CHALLENGES:
A – In the essay on autonomy and intimacy, which magazine issue carried Kate Bolick's article?
B – Based on the essay on autonomy and intimacy, do these statements agree with it? (i) Bolick called autonomy and intimacy two incompatible states of being. (ii) In other cultures and eras, people's roles are more loosely defined. (iii) The greater freedom in our culture gives individual psychology a smaller part in our choices.
C – Continue the essay on autonomy and intimacy from the point where it stops.

SOURCE EXTRACT:
———
We try to find the balance between autonomy and intimacy.

In the November 2011 issue of The Atlantic, Kate Bolick writes about the complexities of the institution of marriage, including the idea that we should "acknowledge the end of 'traditional' marriage as society's highest ideal." (All the Single Ladies)

This incredibly rich paper, which deserves careful study, reviews a variety of sociological ideas related to the state of marriage, friendship, and sexuality in contrast to emotional intimacy. I was struck by Bolick's assertion that autonomy and intimacy were "two incompatible states of being."

Are they always incompatible? In fact, only in our culture, do we have, in theory, if not in fact, the potential to choose how to live our lives—how much autonomy, how much intimacy, and with whom. In other cultures and in other eras, both men and women have predestined roles which are more rigidly defined.

The greater freedom in our culture allows our individual psychology to play a greater role in determining our choices (whether we make those choices consciously or unconsciously). Thus, studying and understanding individual psychology can help us decipher the complex factors which lead people to feel that these two states of being, autonomy and intimacy, are either compatible, incompatible, or most often, a mixture of the two.

From the time an infant is born until the time we die, we all try to achieve a balance between our wish for connections with other people and our wish to feel that we are independent beings, making autonomous choices.
———
DATASET RECORDS:
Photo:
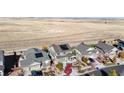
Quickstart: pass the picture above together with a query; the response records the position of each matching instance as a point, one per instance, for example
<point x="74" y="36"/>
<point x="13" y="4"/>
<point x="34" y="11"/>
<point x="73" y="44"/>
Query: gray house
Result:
<point x="106" y="49"/>
<point x="84" y="50"/>
<point x="61" y="53"/>
<point x="1" y="62"/>
<point x="34" y="59"/>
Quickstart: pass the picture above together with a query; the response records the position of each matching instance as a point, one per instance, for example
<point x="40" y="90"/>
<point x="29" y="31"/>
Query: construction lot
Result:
<point x="21" y="33"/>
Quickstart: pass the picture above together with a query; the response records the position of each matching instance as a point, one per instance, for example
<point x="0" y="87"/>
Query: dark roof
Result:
<point x="104" y="47"/>
<point x="61" y="48"/>
<point x="34" y="55"/>
<point x="82" y="48"/>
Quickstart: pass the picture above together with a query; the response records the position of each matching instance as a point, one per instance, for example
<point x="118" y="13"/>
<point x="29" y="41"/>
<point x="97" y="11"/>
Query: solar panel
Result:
<point x="64" y="47"/>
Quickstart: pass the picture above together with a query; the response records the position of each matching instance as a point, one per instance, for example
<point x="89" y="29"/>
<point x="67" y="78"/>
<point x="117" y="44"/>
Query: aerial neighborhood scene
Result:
<point x="37" y="46"/>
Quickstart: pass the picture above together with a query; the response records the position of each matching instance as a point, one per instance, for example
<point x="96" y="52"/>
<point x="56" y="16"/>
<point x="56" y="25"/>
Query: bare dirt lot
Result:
<point x="20" y="33"/>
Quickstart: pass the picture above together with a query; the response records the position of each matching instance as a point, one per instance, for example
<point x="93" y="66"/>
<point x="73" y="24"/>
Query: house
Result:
<point x="34" y="59"/>
<point x="106" y="49"/>
<point x="61" y="53"/>
<point x="1" y="62"/>
<point x="120" y="44"/>
<point x="83" y="50"/>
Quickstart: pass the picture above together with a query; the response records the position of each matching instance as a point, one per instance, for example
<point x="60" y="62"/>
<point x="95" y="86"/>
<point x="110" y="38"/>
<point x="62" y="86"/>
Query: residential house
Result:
<point x="34" y="59"/>
<point x="120" y="44"/>
<point x="83" y="50"/>
<point x="61" y="53"/>
<point x="107" y="50"/>
<point x="1" y="62"/>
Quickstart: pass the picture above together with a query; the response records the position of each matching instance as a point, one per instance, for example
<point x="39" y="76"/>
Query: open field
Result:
<point x="20" y="33"/>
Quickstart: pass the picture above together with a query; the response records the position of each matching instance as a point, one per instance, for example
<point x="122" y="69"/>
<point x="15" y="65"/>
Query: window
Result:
<point x="37" y="55"/>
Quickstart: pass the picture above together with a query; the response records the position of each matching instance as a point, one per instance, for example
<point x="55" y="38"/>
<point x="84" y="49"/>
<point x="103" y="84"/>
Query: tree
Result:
<point x="45" y="48"/>
<point x="85" y="59"/>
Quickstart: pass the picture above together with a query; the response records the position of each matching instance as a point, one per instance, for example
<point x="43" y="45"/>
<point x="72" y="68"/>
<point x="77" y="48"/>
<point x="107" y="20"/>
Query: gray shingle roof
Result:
<point x="82" y="48"/>
<point x="30" y="55"/>
<point x="104" y="47"/>
<point x="58" y="49"/>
———
ANSWERS FOR THE TASKS:
A – The November 2011 issue of The Atlantic.

B –
(i) Yes: "Bolick's assertion that autonomy and intimacy were "two incompatible states of being.""
(ii) No: "both men and women have predestined roles which are more rigidly defined."
(iii) No: "allows our individual psychology to play a greater role in determining our choices"

C –
Conflicted expressions of manifest autonomous behavior can be seen throughout the life cycle: in the infant who turns away from his/her mother who wants to feed him/her, yet cannot be away from her; in the 12 month old child who is beginning to take steps away from the mother, yet scoots back to her if he/she is too far away; in the toddler who repeatedly says "no" to assert his/her own desires in contrast to the mother's desires, yet very much wants to please her; in the pre-school child who insists on wearing particular clothes despite the inclement weather, and then gets angry with the mother because she/he is too cold; in the school age child who insists on walking to school alone and in the adolescent who rails against the parents' rules, which are perceived as an interference, yet clearly communicate that they want the parents to be more controlling and protective caretakers; in married men or women who leave their spouse because they experience marriage as a hindrance to their autonomy, yet feel lonely at the loss; and in the aged who insist on living by themselves despite a variety of serious infirmities, yet are very demanding of attention from their children.

Since Sigmund Freud developed his revolutionary ideas over a century ago, innumerable psychonalysts have studied the conflicts all of us experience trying to balance our desires for intimacy with another person and our independent personal fulfillment. From the earliest days of life, the mother's connection and her ministrations to the infant have an effect on the infant's later capacity for pleasure, attachment to others, capacities to assert him or herself, and capacity to deal appropriately with the aggressive feelings that normally occur as a result of life's inevitable frustrations. (We would not mature and develop if we lived in a frustration-free environment.)

For example, early in life, some parents may have difficulties dealing with a child's wishes for doing things on his or her own and may attribute aggressive motivations to their toddlers (http://www.theparentchildcenter.org/parenting-resources/tantrums). The end result may be a child who becomes overly aggressive or the opposite, overly-inhibited, unable to achieve his or her drive for autonomy.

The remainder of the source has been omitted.